Instruction:
Extract, verbatim, all lines starting at the one containing "Seedling-scouting request: tag the fingernail" and ending with the final line of the listing, and no others.

Material supplied:
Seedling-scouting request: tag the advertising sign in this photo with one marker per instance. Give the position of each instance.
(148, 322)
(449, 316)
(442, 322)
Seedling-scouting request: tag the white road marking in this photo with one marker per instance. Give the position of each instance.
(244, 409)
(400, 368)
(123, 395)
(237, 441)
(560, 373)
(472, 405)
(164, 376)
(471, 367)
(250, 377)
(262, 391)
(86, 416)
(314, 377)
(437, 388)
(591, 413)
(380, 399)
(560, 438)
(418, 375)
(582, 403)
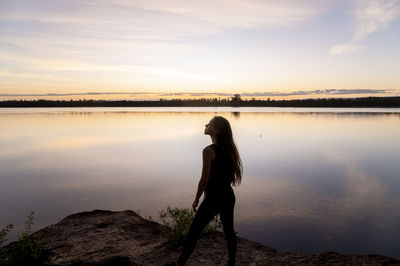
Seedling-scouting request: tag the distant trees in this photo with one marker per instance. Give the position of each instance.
(236, 101)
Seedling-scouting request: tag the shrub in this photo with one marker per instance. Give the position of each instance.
(178, 221)
(4, 257)
(28, 251)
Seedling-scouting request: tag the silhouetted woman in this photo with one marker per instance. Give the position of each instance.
(222, 168)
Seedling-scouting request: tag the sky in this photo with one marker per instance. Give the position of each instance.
(151, 49)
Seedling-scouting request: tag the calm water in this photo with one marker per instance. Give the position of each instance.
(314, 179)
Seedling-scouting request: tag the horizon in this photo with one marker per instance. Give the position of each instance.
(138, 50)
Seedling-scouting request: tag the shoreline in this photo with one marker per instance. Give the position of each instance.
(102, 237)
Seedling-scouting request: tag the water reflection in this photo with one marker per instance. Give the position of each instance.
(313, 181)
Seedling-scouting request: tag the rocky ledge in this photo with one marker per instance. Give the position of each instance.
(103, 237)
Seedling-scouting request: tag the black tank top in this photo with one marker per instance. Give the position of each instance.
(221, 173)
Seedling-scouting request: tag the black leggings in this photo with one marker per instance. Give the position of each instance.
(210, 206)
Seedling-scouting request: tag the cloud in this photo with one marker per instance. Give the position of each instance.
(199, 94)
(370, 16)
(346, 48)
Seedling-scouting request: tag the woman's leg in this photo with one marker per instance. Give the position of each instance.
(226, 213)
(203, 216)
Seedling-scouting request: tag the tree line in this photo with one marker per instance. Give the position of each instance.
(235, 101)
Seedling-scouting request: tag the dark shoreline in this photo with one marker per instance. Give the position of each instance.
(103, 237)
(364, 102)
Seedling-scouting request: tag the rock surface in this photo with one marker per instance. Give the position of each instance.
(103, 237)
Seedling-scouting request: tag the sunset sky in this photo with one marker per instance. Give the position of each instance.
(145, 49)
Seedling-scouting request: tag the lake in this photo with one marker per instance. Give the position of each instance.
(315, 179)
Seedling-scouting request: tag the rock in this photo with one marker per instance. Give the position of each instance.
(103, 237)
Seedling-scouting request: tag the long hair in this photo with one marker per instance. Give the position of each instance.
(225, 140)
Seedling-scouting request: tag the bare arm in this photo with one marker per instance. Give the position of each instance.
(208, 156)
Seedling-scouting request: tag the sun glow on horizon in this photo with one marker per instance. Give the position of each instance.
(66, 50)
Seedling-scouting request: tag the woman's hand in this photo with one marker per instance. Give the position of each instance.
(195, 204)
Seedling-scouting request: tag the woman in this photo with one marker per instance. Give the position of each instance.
(222, 168)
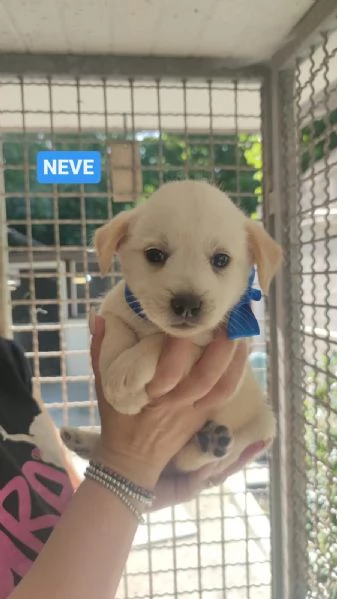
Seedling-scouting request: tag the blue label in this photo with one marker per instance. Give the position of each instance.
(68, 167)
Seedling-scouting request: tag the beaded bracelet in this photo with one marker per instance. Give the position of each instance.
(118, 493)
(134, 491)
(123, 488)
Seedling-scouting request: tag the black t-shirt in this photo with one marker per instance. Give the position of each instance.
(34, 486)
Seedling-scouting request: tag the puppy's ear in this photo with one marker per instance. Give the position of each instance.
(267, 254)
(108, 238)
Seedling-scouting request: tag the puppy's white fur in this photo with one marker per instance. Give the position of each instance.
(190, 221)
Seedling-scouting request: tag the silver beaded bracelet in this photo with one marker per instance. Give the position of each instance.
(123, 488)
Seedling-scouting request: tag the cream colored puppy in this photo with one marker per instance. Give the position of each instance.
(186, 257)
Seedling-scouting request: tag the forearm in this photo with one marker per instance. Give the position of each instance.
(86, 554)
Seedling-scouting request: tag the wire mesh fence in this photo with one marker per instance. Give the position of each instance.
(309, 142)
(148, 132)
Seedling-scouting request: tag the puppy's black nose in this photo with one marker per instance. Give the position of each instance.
(187, 305)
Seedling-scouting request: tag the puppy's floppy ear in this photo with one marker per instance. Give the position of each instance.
(267, 254)
(108, 238)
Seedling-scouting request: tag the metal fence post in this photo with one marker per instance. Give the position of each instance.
(280, 192)
(5, 312)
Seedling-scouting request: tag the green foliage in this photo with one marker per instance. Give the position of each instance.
(320, 412)
(170, 157)
(318, 139)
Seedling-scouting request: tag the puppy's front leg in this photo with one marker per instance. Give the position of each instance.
(127, 365)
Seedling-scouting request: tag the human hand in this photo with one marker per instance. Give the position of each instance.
(179, 487)
(141, 445)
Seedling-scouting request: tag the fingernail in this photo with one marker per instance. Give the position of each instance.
(259, 446)
(92, 319)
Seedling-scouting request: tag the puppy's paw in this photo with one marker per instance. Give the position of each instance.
(130, 403)
(80, 442)
(124, 387)
(214, 439)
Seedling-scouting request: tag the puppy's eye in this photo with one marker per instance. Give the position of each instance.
(220, 261)
(155, 256)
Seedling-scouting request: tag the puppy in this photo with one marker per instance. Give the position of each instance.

Complete response:
Seedling-scouting request: tag the fingernail in this photo with one marker per instance. Give the position of each instance.
(259, 446)
(92, 319)
Seedling-scouting request: tag the puppy's paw in this photo with one marker per instance. Give the position of each instance.
(130, 403)
(80, 442)
(124, 387)
(214, 439)
Seedling-scouting request: tag the puppy's eye in this photo with one marker per instance. Give the position of each instance.
(220, 261)
(155, 256)
Seedling-scouting request: tag the puppy in this photo with one marker per instance. Give the position of each instance.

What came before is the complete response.